• _Objective_:
Copy out the entries exactly, from the first line to the last.

• _Record excerpts_:
- - - -

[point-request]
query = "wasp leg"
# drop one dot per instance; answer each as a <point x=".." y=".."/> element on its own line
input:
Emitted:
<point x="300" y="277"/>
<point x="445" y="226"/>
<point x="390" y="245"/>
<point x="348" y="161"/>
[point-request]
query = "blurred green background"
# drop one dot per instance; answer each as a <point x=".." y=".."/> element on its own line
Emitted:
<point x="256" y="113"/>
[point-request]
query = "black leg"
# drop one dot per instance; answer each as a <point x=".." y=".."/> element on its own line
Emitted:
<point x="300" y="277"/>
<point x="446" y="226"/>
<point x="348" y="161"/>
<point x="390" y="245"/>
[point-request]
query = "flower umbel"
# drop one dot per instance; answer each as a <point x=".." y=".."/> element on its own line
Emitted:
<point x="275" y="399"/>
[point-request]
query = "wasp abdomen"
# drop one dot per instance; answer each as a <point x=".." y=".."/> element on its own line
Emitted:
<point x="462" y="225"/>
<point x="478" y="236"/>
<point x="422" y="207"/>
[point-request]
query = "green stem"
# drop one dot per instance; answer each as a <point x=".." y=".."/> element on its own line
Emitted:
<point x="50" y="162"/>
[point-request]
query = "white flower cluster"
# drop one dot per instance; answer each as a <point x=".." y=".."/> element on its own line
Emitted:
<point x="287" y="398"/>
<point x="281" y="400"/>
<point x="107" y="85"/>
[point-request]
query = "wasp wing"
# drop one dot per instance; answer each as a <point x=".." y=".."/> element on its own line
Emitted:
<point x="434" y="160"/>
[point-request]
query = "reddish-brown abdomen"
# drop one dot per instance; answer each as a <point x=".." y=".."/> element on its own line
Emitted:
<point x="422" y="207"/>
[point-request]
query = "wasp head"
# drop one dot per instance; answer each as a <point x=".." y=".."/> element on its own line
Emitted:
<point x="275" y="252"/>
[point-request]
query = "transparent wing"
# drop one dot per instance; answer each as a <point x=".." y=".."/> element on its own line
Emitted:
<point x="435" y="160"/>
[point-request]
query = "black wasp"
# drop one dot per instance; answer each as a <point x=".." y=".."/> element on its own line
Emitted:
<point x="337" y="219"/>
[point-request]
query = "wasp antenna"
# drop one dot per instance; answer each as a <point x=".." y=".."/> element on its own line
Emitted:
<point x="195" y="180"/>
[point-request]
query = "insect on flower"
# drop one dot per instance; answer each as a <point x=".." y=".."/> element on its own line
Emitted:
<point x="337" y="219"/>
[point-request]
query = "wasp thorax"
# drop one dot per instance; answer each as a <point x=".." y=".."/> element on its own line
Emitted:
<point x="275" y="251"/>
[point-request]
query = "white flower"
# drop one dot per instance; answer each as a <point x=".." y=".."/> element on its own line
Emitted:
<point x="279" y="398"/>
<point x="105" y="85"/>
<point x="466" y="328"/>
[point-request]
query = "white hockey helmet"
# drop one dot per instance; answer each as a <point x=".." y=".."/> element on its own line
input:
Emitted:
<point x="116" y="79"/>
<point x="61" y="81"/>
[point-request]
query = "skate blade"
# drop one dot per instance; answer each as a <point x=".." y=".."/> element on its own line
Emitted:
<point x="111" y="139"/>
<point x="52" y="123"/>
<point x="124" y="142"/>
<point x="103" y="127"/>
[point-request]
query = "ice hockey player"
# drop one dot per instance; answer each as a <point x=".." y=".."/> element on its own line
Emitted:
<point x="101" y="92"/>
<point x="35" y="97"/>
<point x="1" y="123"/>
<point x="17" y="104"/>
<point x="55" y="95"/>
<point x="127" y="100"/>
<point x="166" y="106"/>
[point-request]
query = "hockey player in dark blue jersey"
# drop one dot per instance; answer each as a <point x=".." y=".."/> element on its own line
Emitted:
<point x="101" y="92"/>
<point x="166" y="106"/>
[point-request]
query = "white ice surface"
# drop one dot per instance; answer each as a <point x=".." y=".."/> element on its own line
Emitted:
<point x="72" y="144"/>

- - - -

• _Correct output_:
[point-request]
query = "wasp leg"
# drop one dot per instance; answer each as a <point x=".." y=".."/> element on its own line
input:
Emitted:
<point x="300" y="277"/>
<point x="445" y="226"/>
<point x="390" y="245"/>
<point x="348" y="161"/>
[point-request]
query = "blurred green background"
# drop one dot per instance; answer each as a <point x=".." y=".."/> element on its own line
Emitted:
<point x="256" y="113"/>
[point-request]
query = "black leg"
# drop one dot per instance; answer each as a <point x=".." y=".."/> element on its own line
Emitted:
<point x="300" y="277"/>
<point x="446" y="226"/>
<point x="348" y="161"/>
<point x="390" y="245"/>
[point-request]
query = "flower umbel"
# drop one dot per instance; answer each as a <point x=".." y=".."/> element on its own line
Emitted:
<point x="275" y="399"/>
[point-request]
query = "wasp abdomen"
# drop one dot per instance; answer each as a <point x=".." y=".."/> element on its own line
Emitted:
<point x="462" y="225"/>
<point x="478" y="236"/>
<point x="422" y="207"/>
[point-request]
query = "green stem"
# drop one dot per instance; answer each as a <point x=".." y=".."/> element on its own line
Emitted:
<point x="50" y="162"/>
[point-request]
query = "white flower cluster"
# drop one dot per instance; answer each as a <point x=".." y=".."/> element on its own line
Emitted:
<point x="287" y="398"/>
<point x="281" y="400"/>
<point x="107" y="85"/>
[point-request]
query = "wasp wing"
# drop one dot per instance; answer each as a <point x=".." y=".."/> element on its own line
Emitted:
<point x="434" y="160"/>
[point-request]
query = "reddish-brown abdomen"
# drop one dot per instance; answer each as a <point x=".." y=".."/> element on its own line
Emitted:
<point x="422" y="207"/>
[point-request]
query = "wasp head"
# drop one dot per instance; answer each as a <point x=".." y=".."/> element on its own line
Emitted:
<point x="275" y="252"/>
[point-request]
query = "transparent wing"
# drop one dot per instance; answer each as a <point x=".." y=".."/> element on its own line
Emitted:
<point x="435" y="160"/>
[point-request]
query = "black wasp"
# drop one dot per instance; answer each as a <point x=".." y=".."/> element on its own line
Emitted:
<point x="337" y="219"/>
[point-request]
query = "wasp antenna"
# drop one dot per instance; answer each as a <point x=".." y=".."/> element on its own line
Emitted:
<point x="195" y="180"/>
[point-request]
query = "insect on flower"
# drop one dot per instance; answer each as a <point x=".." y=".."/> element on its own line
Emitted:
<point x="337" y="219"/>
[point-request]
query = "wasp thorax"
# drop one dot per instance; answer each as a <point x=".." y=".."/> element on its own line
Emitted:
<point x="275" y="251"/>
[point-request]
query = "white flower"
# drop one dot per instance; answer each as a <point x=".." y=".."/> element on its own line
Emitted:
<point x="279" y="398"/>
<point x="105" y="85"/>
<point x="466" y="328"/>
[point-request]
query = "white hockey helmet"
# drop one dot per instance; answer each as a <point x=".." y=".."/> element on its own line
input:
Emitted:
<point x="116" y="79"/>
<point x="61" y="81"/>
[point-request]
query = "skate blade"
# drop one dot per instance; answer each as a <point x=".." y=".."/> element on its own line
Emitted:
<point x="111" y="139"/>
<point x="52" y="123"/>
<point x="124" y="142"/>
<point x="103" y="127"/>
[point-request]
query = "ice hockey player"
# drop one dot per instance; answer each as a <point x=".." y=".."/> element on its own line
Emitted:
<point x="101" y="92"/>
<point x="35" y="97"/>
<point x="1" y="123"/>
<point x="17" y="104"/>
<point x="55" y="95"/>
<point x="127" y="100"/>
<point x="166" y="106"/>
[point-request]
query = "hockey player in dark blue jersey"
# drop one dot per instance; answer each as a <point x=".." y=".."/> element on its own line
Emitted:
<point x="101" y="92"/>
<point x="166" y="106"/>
[point-request]
query = "white ice surface"
# drop one dot per instance; answer each as a <point x=".." y=".."/> element on its own line
Emitted:
<point x="72" y="144"/>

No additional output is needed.